[Dataset entries]
● ● ● ● ●

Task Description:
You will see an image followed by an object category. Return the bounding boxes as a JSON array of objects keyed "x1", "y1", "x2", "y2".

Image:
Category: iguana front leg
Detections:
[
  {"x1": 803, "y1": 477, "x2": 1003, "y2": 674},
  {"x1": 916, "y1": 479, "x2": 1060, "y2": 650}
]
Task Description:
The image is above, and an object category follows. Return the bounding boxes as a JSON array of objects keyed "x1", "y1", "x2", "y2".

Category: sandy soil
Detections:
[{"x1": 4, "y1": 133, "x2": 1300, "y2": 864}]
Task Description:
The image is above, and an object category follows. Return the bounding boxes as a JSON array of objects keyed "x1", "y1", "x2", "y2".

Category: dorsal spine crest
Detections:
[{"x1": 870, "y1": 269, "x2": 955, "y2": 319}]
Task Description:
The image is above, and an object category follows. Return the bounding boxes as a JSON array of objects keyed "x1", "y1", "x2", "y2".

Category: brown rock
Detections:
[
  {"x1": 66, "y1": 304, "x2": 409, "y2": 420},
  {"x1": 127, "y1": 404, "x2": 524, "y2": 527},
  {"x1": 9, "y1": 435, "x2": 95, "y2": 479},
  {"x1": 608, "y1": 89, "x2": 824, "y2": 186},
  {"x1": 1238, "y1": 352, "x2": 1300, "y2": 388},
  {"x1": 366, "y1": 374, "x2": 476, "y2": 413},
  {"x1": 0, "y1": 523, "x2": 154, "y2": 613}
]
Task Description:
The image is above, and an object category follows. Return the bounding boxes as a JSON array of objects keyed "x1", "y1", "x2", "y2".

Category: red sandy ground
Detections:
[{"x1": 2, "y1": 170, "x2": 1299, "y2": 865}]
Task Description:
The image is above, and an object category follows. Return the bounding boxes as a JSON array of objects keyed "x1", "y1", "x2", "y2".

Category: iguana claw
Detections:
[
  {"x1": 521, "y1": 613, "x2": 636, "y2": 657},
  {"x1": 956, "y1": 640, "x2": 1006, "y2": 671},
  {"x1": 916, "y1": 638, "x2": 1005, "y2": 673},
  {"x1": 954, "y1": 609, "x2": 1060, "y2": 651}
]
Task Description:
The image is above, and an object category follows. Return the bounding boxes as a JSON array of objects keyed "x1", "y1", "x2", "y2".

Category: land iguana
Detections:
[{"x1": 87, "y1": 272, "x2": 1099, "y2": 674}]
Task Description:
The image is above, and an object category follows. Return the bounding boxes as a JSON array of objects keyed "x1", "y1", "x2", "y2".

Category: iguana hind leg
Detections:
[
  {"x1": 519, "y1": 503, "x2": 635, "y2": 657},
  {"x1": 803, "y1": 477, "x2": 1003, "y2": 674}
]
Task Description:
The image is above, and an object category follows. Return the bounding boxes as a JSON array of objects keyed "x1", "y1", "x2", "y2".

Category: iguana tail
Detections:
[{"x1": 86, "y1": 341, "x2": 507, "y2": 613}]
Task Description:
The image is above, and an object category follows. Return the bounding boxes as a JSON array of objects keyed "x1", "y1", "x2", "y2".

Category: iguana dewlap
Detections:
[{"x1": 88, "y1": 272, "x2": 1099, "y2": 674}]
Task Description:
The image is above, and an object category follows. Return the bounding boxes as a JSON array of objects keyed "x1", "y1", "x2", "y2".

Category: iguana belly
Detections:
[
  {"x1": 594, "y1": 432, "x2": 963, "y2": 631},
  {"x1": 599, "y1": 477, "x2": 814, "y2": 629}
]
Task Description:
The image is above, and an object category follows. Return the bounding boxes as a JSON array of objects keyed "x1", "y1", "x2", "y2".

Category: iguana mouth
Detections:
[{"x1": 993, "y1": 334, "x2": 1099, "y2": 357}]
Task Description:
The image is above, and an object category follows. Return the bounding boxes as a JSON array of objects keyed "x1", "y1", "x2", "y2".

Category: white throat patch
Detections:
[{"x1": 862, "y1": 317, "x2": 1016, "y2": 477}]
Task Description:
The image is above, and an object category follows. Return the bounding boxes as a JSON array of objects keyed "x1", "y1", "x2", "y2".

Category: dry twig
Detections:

● ● ● ● ●

* [REQUIRED WORK] Without leaving anything out, repeat the data exactly.

* [RESULT OF THE EXERCISE]
Task Description:
You will see an image followed by an object category. Return the bounding boxes as a JSON array of objects keyed "x1", "y1", "x2", "y2".

Image:
Category: iguana front leg
Detections:
[
  {"x1": 803, "y1": 477, "x2": 1003, "y2": 674},
  {"x1": 916, "y1": 479, "x2": 1060, "y2": 650}
]
Task Description:
The image is above, and an object category follows. Return the bounding boxes as a JSON array of objects keyed "x1", "y1", "x2", "y2".

Category: sandy soil
Detections:
[{"x1": 4, "y1": 133, "x2": 1300, "y2": 864}]
Task Description:
The image is above, and an object category follows. Return the bounding boxes as a JSON array of objects keyed "x1", "y1", "x2", "y2".

Category: dorsal spine crest
Detections:
[{"x1": 870, "y1": 269, "x2": 955, "y2": 319}]
Task Description:
The image is above, and an object category follows. Return the bounding boxes as a JSON array of objects keyed "x1", "y1", "x2", "y2".

Category: brown rock
Detections:
[
  {"x1": 66, "y1": 304, "x2": 409, "y2": 420},
  {"x1": 127, "y1": 404, "x2": 524, "y2": 527},
  {"x1": 9, "y1": 435, "x2": 95, "y2": 479},
  {"x1": 608, "y1": 89, "x2": 824, "y2": 186},
  {"x1": 1238, "y1": 352, "x2": 1300, "y2": 388},
  {"x1": 366, "y1": 374, "x2": 476, "y2": 413},
  {"x1": 0, "y1": 523, "x2": 154, "y2": 613}
]
Task Description:
The image is above, and an object category follows. Return the bounding boxes as a JSON array of objects keyed "x1", "y1", "x2", "y2".

Category: red sandy ground
Detections:
[{"x1": 2, "y1": 170, "x2": 1299, "y2": 865}]
Task Description:
The image is above, and an object category follows. Return the bounding boxes as a JSON array of objects keyed "x1", "y1", "x2", "y2".

Category: iguana claw
Detections:
[
  {"x1": 521, "y1": 613, "x2": 636, "y2": 657},
  {"x1": 956, "y1": 640, "x2": 1006, "y2": 671},
  {"x1": 916, "y1": 638, "x2": 1005, "y2": 673},
  {"x1": 954, "y1": 609, "x2": 1060, "y2": 651}
]
Task Description:
The image is above, and an object category follows. Return the bounding boxes as a JSON array of objects keyed "x1", "y1", "x2", "y2".

Category: land iguana
Detections:
[{"x1": 87, "y1": 272, "x2": 1099, "y2": 674}]
Task Description:
The image is above, and an object category follows. Return the bounding boxes as a JSON array of objects keyed "x1", "y1", "x2", "y2".

Category: iguana hind leg
Detections:
[
  {"x1": 519, "y1": 503, "x2": 635, "y2": 657},
  {"x1": 803, "y1": 477, "x2": 1003, "y2": 674}
]
Task Description:
The image is above, and an object category follows. Return the bounding boxes as a JSON array of objects keyed "x1", "y1", "x2", "y2".

Category: iguana tail
Detections:
[{"x1": 86, "y1": 341, "x2": 507, "y2": 613}]
Task Description:
The image is above, and an object category follows. Return the bounding boxes as a JSON array of objects keyed "x1", "y1", "x2", "y2".

Category: iguana dewlap
Detections:
[{"x1": 88, "y1": 272, "x2": 1099, "y2": 674}]
Task Description:
The image is above, and an object category follows. Return the bounding boxes as a JSON array of objects keyed "x1", "y1", "x2", "y2".

Category: iguana belly
Detections:
[
  {"x1": 594, "y1": 432, "x2": 963, "y2": 631},
  {"x1": 599, "y1": 477, "x2": 814, "y2": 629}
]
Task Description:
The image is above, and an object category follows. Return the bounding boxes as a JSON array of objects keyed "x1", "y1", "x2", "y2".

Category: iguana mouth
Detections:
[{"x1": 993, "y1": 334, "x2": 1099, "y2": 357}]
Task Description:
The image is above, and an object category follows. Return the bounding boxes as a JSON array of objects keyed "x1", "y1", "x2", "y2".

Category: white throat patch
Detections:
[{"x1": 862, "y1": 317, "x2": 1016, "y2": 477}]
Task Description:
The image is above, and an object category follows. Return the bounding boxes as a JSON array of objects keyed "x1", "y1", "x2", "y2".

Category: dry twig
Detections:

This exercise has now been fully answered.